• _Task item_
The exercise calls for every entry that follows to be repeated exactly.

[Records from a dataset]
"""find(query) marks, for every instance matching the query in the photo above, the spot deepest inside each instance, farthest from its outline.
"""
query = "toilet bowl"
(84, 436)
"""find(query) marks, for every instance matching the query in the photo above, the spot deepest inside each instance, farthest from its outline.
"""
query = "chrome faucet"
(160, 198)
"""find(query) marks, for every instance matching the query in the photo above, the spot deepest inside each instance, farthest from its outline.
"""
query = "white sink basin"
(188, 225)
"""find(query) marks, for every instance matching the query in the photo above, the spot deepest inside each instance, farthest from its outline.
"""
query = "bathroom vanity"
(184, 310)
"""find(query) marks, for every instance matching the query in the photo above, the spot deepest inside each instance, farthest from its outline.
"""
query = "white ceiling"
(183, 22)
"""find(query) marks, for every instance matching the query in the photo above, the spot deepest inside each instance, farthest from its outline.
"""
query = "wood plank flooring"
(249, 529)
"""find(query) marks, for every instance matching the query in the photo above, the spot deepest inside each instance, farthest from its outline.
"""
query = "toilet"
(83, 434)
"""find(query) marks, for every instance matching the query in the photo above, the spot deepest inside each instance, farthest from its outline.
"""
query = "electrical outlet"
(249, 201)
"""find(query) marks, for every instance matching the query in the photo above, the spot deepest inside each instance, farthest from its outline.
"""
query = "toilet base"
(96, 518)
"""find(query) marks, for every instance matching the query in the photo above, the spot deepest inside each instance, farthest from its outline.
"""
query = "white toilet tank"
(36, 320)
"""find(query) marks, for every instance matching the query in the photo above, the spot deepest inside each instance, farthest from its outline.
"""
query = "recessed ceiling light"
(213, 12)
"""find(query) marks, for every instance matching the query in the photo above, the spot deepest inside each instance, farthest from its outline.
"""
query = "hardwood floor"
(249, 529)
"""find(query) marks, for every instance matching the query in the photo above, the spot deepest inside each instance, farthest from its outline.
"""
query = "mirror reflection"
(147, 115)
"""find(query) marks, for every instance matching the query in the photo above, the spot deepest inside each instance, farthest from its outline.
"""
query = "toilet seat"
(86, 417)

• _Response for this exercise_
"""find(query) marks, for every instance matching the query in the photo above, the spot deepest inside each instance, farthest from its outline.
"""
query = "toilet bowl"
(84, 436)
"""find(query) marks, for every instance matching the query in the photo above, the spot deepest inside each instance, farthest from its outline.
"""
query = "chrome faucet"
(160, 198)
"""find(query) marks, for every instance matching the query in the photo above, the spot deepest inside each instance, farthest from its outline.
"""
query = "white sink basin"
(188, 225)
"""find(query) marks, for every instance matching the query in the photo above, the spot deepest inside each instance, farthest from its outline.
"""
query = "bathroom vanity"
(184, 310)
"""find(query) marks, for every instance matching the query in the photo above, the spot deepest inside each instance, farthest from its outline.
"""
query = "white ceiling"
(183, 22)
"""find(query) marks, for every instance matching the query in the photo above, the spot deepest inside each instance, farthest from its outline.
"""
query = "wood plank flooring"
(249, 529)
"""find(query) marks, for every instance matching the query in the photo above, the spot deepest inside each instance, farthest from its outline.
"""
query = "toilet"
(83, 434)
"""find(query) marks, for every instance matching the query in the photo above, the spot deepest inside each instance, farthest from its outline.
"""
query = "electrical outlet"
(249, 201)
"""find(query) marks, for every instance matching the query in the photo above, the spot deepest inside each instance, farthest from its outline.
"""
query = "toilet base"
(96, 518)
"""find(query) marks, for every instance matching the query in the photo above, the spot deepest inside each instance, farthest from its outline.
"""
query = "white toilet tank"
(36, 320)
"""find(query) marks, for every instance matching the query in the photo above, the spot deepest inside each instance, farthest from its outline.
"""
query = "recessed ceiling light"
(213, 12)
"""find(query) marks, for every instance matching the query in the photo above, the spot deepest inside each instance, farthest from its outline.
"""
query = "hardwood floor"
(249, 529)
"""find(query) marks, for every instance matching the query in the photo above, the spot deepest inside each instance, farthest from its outline.
"""
query = "mirror reflection"
(147, 115)
"""find(query) marks, for every instance matching the query in the photo above, the spot deepest inside each instance, farthest from its outline.
"""
query = "toilet seat"
(86, 417)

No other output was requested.